## BEGIN Data supplied

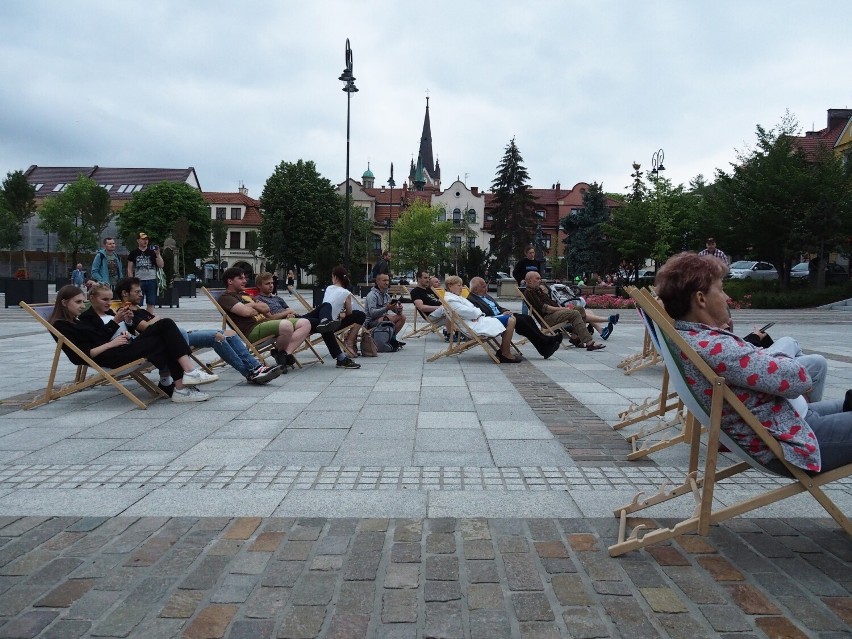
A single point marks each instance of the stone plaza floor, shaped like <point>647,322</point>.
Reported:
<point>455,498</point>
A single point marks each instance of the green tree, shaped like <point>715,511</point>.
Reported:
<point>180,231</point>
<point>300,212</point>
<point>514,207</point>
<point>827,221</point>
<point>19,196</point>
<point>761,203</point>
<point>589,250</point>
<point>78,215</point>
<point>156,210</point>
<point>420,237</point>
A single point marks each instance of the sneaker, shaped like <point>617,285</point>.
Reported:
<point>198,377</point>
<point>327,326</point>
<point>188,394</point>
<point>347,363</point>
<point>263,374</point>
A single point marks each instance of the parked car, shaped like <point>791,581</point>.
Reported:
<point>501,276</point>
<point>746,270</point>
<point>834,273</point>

## END Data supplied

Written problem – Copy all of the data above word for word, omitting the pictures.

In response –
A single point marks each instance of the stone plaza floor, shaped like <point>647,322</point>.
Reported:
<point>455,498</point>
A single point marks each instance of the green tree, shaped like <point>715,511</point>.
Reported:
<point>180,231</point>
<point>300,212</point>
<point>514,207</point>
<point>827,221</point>
<point>19,196</point>
<point>761,203</point>
<point>589,250</point>
<point>78,215</point>
<point>156,210</point>
<point>420,237</point>
A single point marks each instance of the sneaker, shaped like <point>617,285</point>.
Reported:
<point>198,377</point>
<point>327,326</point>
<point>188,394</point>
<point>347,363</point>
<point>263,374</point>
A single point marks each instance of the parked car, shaped like <point>791,581</point>.
Reported:
<point>501,276</point>
<point>746,270</point>
<point>834,273</point>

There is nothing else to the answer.